Data excerpts:
=====

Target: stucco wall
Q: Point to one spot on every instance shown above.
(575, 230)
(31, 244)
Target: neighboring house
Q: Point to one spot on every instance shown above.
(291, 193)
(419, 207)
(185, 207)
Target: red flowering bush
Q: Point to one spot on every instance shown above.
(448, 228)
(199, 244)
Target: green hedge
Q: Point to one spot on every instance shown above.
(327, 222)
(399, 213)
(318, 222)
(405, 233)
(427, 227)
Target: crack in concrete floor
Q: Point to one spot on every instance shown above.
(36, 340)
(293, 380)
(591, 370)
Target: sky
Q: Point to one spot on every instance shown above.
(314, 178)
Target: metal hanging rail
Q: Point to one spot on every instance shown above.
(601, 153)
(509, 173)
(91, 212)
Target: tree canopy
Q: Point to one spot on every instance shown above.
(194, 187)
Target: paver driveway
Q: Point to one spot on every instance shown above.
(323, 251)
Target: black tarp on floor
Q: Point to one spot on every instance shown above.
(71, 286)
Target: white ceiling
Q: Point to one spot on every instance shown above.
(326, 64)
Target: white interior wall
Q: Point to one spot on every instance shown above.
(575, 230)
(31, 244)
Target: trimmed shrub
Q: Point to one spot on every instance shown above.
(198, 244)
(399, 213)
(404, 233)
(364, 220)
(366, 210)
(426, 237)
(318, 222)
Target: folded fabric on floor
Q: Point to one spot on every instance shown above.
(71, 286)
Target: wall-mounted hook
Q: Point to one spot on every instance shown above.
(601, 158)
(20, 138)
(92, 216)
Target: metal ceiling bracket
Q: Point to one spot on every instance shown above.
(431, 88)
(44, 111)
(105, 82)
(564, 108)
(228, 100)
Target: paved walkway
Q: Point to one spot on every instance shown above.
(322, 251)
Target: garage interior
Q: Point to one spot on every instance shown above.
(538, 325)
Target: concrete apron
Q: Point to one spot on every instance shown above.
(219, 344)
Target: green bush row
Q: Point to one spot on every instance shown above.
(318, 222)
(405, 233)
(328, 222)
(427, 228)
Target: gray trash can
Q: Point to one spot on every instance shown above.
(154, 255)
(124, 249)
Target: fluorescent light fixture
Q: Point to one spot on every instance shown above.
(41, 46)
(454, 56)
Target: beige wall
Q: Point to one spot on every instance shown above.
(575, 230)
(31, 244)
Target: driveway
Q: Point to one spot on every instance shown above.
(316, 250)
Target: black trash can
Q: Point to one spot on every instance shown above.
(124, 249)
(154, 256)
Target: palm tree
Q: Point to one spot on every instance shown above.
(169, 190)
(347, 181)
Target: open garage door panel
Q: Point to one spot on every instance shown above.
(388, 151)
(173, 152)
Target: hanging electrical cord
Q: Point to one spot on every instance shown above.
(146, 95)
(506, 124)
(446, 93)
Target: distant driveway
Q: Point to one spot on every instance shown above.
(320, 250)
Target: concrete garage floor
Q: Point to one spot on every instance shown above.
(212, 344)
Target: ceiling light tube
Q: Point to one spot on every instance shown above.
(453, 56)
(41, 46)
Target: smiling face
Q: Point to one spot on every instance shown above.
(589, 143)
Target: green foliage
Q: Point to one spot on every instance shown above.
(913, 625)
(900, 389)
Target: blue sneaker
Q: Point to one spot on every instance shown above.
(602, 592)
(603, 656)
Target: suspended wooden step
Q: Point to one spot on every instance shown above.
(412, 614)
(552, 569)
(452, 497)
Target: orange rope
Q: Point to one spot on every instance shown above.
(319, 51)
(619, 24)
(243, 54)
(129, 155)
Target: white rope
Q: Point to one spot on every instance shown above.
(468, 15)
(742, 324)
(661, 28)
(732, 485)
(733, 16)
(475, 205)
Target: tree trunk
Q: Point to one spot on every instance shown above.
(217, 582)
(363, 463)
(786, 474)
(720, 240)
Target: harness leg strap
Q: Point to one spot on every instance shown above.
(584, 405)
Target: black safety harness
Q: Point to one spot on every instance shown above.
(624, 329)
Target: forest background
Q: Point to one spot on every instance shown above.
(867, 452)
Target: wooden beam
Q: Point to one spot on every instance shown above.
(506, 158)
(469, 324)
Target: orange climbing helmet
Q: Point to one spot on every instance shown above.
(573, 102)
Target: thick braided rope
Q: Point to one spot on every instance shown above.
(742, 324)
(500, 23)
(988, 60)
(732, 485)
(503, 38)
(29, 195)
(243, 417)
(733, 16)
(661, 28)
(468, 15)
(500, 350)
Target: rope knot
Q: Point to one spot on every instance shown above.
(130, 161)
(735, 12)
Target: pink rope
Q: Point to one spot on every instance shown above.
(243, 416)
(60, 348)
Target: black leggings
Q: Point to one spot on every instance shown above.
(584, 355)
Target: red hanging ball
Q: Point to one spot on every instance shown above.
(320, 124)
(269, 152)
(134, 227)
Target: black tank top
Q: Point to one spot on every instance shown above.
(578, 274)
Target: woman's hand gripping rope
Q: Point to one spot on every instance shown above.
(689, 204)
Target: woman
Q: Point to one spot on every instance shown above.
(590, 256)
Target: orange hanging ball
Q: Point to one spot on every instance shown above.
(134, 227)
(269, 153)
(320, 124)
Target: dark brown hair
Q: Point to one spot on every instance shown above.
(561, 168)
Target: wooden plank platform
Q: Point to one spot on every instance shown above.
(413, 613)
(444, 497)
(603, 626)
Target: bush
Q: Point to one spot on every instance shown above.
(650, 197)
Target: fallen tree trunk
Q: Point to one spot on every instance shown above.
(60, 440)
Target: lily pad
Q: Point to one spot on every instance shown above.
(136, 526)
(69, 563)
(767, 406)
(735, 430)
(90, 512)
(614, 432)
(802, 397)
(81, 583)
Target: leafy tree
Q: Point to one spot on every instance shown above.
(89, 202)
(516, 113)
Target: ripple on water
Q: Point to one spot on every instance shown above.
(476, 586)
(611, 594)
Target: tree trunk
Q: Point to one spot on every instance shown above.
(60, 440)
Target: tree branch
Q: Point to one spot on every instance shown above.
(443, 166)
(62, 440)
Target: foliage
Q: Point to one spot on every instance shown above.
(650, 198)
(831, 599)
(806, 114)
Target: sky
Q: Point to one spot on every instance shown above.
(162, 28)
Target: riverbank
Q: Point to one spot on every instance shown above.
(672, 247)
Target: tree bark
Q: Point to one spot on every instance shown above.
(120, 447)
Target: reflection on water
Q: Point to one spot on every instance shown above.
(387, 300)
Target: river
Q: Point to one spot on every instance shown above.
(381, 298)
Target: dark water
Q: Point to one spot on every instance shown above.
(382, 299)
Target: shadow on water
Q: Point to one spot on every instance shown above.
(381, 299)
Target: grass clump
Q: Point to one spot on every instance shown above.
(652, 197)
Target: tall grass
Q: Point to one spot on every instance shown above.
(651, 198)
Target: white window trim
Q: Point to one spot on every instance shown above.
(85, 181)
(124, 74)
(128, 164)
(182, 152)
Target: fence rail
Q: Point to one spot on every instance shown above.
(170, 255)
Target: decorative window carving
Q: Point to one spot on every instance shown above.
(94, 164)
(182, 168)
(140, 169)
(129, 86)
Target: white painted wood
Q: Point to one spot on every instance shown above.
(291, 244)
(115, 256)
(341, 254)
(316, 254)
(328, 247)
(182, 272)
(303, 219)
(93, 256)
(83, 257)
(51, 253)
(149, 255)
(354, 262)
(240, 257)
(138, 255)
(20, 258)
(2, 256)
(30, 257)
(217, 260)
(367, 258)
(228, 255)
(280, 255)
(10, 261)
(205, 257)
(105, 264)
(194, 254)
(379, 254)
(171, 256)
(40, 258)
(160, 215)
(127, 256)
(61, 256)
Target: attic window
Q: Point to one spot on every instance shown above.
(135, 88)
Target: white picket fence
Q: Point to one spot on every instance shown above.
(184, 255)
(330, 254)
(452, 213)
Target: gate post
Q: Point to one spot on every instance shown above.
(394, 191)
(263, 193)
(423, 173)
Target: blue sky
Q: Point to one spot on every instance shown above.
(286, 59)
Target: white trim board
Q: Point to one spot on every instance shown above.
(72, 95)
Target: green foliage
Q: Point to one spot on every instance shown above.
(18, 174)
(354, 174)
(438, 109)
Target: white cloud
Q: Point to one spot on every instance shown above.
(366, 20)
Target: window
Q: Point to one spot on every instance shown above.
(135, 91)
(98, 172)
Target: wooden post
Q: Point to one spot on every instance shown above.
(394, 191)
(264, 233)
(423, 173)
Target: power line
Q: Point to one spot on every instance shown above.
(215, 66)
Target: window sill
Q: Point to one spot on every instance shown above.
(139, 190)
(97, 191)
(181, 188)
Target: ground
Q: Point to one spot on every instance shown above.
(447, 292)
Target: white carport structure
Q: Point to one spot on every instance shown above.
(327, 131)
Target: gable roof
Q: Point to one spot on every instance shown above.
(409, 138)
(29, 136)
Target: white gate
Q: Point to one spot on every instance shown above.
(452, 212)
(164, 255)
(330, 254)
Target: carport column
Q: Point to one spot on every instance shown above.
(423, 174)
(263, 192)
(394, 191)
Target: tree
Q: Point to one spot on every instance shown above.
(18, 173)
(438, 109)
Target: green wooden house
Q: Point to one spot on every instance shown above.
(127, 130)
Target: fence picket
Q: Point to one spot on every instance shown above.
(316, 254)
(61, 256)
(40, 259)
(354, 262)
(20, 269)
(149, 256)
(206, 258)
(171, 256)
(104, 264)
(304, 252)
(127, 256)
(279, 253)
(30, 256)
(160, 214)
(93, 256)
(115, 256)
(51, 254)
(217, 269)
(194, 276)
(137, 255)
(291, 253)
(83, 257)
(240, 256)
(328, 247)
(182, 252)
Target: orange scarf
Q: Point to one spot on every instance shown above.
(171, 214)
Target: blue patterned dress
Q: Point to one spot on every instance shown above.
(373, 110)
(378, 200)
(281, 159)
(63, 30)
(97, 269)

=====

→ **Your goal**:
Copy out, word for word, the part of the entries above that begins at the line with "Target: black trash can" and ends at the line with "Target: smiling face", including both.

→ **Answer to the problem**:
Target: black trash can
Q: Point to one spot on every instance shown above.
(124, 249)
(154, 256)
Target: palm tree
Q: Point to one spot on every instance shown above.
(169, 190)
(347, 181)
Target: open garage door panel
Q: Point to one spot on every instance shown above.
(388, 151)
(173, 152)
Target: hanging electrical cord
Q: Point to one spot on every instance shown above.
(146, 95)
(506, 124)
(446, 93)
Target: distant driveway
Q: Point to one spot on every instance shown above.
(320, 250)
Target: concrete garage floor
Q: Point to one spot on every instance shown above.
(212, 344)
Target: ceiling light tube
Q: Point to one spot on every instance shown above.
(453, 56)
(41, 46)
Target: smiling face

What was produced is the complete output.